:: Given data ::
---------------

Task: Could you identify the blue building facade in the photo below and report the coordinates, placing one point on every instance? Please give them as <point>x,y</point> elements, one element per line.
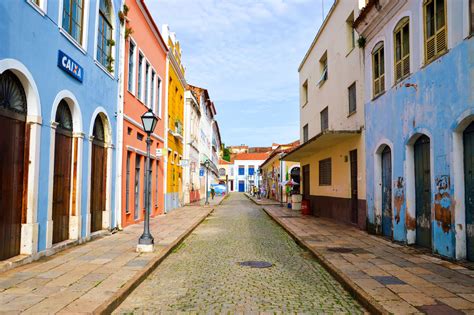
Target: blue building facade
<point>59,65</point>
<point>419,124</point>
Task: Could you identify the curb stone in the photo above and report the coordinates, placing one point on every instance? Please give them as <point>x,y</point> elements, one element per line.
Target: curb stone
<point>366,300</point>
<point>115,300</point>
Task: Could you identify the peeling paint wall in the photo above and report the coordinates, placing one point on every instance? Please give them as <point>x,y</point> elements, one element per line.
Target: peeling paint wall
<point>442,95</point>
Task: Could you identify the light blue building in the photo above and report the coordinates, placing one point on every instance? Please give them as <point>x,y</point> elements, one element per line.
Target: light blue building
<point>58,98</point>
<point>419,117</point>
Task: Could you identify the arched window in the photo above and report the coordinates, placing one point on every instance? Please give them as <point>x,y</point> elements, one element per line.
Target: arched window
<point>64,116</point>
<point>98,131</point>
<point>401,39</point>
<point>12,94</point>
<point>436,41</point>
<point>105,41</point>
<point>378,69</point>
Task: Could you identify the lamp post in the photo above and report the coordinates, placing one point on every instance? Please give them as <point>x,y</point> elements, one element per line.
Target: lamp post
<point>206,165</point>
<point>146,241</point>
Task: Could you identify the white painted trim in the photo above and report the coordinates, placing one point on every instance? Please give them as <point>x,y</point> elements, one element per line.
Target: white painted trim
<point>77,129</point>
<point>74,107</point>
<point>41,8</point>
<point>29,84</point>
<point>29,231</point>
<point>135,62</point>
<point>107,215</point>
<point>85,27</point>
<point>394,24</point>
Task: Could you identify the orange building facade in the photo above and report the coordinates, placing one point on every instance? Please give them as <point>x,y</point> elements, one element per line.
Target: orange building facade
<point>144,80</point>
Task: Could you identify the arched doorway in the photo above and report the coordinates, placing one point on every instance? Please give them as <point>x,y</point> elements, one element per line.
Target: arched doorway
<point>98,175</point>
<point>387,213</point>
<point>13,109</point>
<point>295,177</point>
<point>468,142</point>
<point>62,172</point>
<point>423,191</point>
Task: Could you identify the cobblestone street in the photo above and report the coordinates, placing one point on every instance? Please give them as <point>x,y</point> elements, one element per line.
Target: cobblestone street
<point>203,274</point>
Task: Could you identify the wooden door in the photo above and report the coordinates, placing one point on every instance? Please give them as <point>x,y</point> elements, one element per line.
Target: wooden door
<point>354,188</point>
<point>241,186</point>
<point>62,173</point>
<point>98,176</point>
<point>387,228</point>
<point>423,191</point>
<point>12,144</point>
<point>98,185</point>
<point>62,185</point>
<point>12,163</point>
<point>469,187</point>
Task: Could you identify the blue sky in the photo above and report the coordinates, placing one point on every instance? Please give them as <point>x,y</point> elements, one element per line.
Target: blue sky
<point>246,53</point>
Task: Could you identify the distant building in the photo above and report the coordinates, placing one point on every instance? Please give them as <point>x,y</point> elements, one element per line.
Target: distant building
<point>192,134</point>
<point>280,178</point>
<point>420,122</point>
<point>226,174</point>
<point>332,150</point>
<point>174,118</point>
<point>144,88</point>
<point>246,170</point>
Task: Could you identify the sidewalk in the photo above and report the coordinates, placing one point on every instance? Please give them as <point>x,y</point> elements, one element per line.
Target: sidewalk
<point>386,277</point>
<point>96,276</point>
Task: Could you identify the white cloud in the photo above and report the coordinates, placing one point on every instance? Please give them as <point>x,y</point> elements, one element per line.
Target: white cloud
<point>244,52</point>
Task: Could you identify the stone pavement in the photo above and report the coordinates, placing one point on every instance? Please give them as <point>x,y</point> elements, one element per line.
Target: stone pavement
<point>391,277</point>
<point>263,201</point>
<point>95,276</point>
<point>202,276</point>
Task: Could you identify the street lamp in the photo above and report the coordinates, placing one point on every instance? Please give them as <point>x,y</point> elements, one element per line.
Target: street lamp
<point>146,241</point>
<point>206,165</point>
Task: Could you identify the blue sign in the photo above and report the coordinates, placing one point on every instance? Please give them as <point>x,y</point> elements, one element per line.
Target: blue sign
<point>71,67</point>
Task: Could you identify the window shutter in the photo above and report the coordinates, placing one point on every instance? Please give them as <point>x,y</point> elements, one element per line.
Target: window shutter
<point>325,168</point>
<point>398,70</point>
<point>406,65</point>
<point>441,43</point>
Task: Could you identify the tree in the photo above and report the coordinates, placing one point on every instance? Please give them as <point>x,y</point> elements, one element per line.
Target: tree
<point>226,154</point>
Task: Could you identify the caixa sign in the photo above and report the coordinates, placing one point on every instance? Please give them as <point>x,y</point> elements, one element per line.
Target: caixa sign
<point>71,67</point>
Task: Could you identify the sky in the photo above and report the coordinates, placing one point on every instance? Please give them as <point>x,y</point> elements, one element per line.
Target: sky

---------------

:: Exercise prompt ::
Write out the records above once more, word for word, with no pictures.

:: Solution for this problem ::
Task: Could you identify the blue building facade in the photo below and report the coordinates, placing one point on every instance? Please give them as <point>x,y</point> elements, one element per line.
Target: blue building facade
<point>59,65</point>
<point>419,124</point>
Task: Could you identify the curb stone in the photo above and report the coordinates, placing one point on every instance? Please give them as <point>x,y</point> elements, one element per line.
Target: curb stone
<point>366,300</point>
<point>115,300</point>
Task: Could you identify the peeling paint wall in the photo above and report the coordinates, placing one point on every instance? Please give them as <point>x,y</point> elements, one element per line.
Target: peeling paint wall
<point>442,95</point>
Task: Could you identify the light blue building in the photo above and report the coordinates, placing one point on every instance? Please give them as <point>x,y</point> elements, one element per line.
Target: light blue building
<point>58,98</point>
<point>419,117</point>
Task: Could you identify the arched window in the photo above and report the coordinates, placing one point on every instance? Please give them as <point>x,y</point> elements, one element per line.
Target: arched window
<point>64,116</point>
<point>98,131</point>
<point>401,39</point>
<point>12,94</point>
<point>436,41</point>
<point>105,41</point>
<point>378,69</point>
Task: Could you identify the lamp post in the photo above and report the coordinates, placing one point on every instance? Please give them as <point>x,y</point> elements, one element per line.
Target: lamp post
<point>206,165</point>
<point>146,241</point>
Task: Could you identify the white painted trim in the photo above and report the coordinates, placing one point on every instance? Please give them as <point>x,y</point> elements, one element per line.
Target: white painted trim
<point>77,129</point>
<point>74,107</point>
<point>41,8</point>
<point>29,84</point>
<point>29,231</point>
<point>135,62</point>
<point>107,215</point>
<point>85,27</point>
<point>394,24</point>
Task: Could you identify the orange building facade in the photo above and report the coordinates, placing one point on every instance? Please give them as <point>x,y</point> elements, one element per line.
Target: orange building facade
<point>144,80</point>
Task: Could you identify the arched doorway in the photo above and report the coordinates, placing one point on every instance? Please give them as <point>x,y</point> elements, one element per line.
Target: arched doorway
<point>98,175</point>
<point>387,213</point>
<point>13,109</point>
<point>295,177</point>
<point>468,142</point>
<point>62,172</point>
<point>423,191</point>
Task: Could you identify the cobblestone street in the photo above and report the coordinates, placing one point on every instance? Please give them as <point>x,y</point> elements, one element per line.
Target: cobblestone street
<point>203,274</point>
Task: Could you identify the wooden door in the photo above and report the coordinates, placing one point on every instance? Please give them as <point>x,y</point> elements, one element per line.
Target: wooden door
<point>354,188</point>
<point>241,186</point>
<point>62,173</point>
<point>98,176</point>
<point>387,228</point>
<point>423,191</point>
<point>12,144</point>
<point>98,185</point>
<point>62,185</point>
<point>12,163</point>
<point>469,187</point>
Task: Could you identify the blue sky in the photo above and report the coordinates, placing one point on every instance? Please give them as <point>x,y</point> elements, one element per line.
Target: blue sky
<point>246,53</point>
Task: Could you identify the distant building in the photo above and report the coordinates, placing one point on every instance? Please give them as <point>x,y</point> elements, one element per line.
Target: distant building
<point>192,134</point>
<point>280,178</point>
<point>420,122</point>
<point>226,174</point>
<point>332,150</point>
<point>174,118</point>
<point>144,88</point>
<point>246,170</point>
Task: Could you identify the sidewalk in the photo above and report the coordinates, placing one point on every instance? Please give them as <point>x,y</point> elements, one element per line.
Target: sidewalk
<point>386,277</point>
<point>96,276</point>
Task: Could you identify the white cloud in the photo above and report the coordinates, placing one point on every instance? Please give them as <point>x,y</point> elements, one element per line.
Target: white cloud
<point>244,52</point>
Task: Could you identify the stone pavement in the photo above and report the coordinates, placing one point on every instance? Please give them as <point>x,y</point> elements, one element per line.
Target: stone pavement
<point>391,277</point>
<point>263,201</point>
<point>95,276</point>
<point>202,276</point>
Task: Could you identify the street lamp in the photo above and report the coordinates, placing one point on every instance? Please give them as <point>x,y</point> elements, one element per line.
Target: street lamp
<point>146,241</point>
<point>206,165</point>
Task: Could you identify the blue sign in the photo above and report the coordinates, placing one point on every instance? Please give them as <point>x,y</point> elements, one element per line.
Target: blue sign
<point>71,67</point>
Task: Could you identify the window shutter in the photo above and report the coordinates, placing one point on every instance? Please give them as <point>x,y</point> elements, one element per line.
Target: window shutter
<point>325,168</point>
<point>398,70</point>
<point>406,65</point>
<point>441,43</point>
Task: Could you identify the tree in the photo above and report the coordinates, placing one point on every instance? Please give them as <point>x,y</point> elements, one element per line.
Target: tree
<point>226,154</point>
Task: Could you identify the caixa sign in the photo above and report the coordinates, placing one point on every instance? Please give them as <point>x,y</point> elements, one element per line.
Target: caixa sign
<point>71,67</point>
Task: Could you identify the sky in the photo above and report the coordinates, placing one point on every instance? Please give them as <point>x,y</point> elements, one element per line.
Target: sky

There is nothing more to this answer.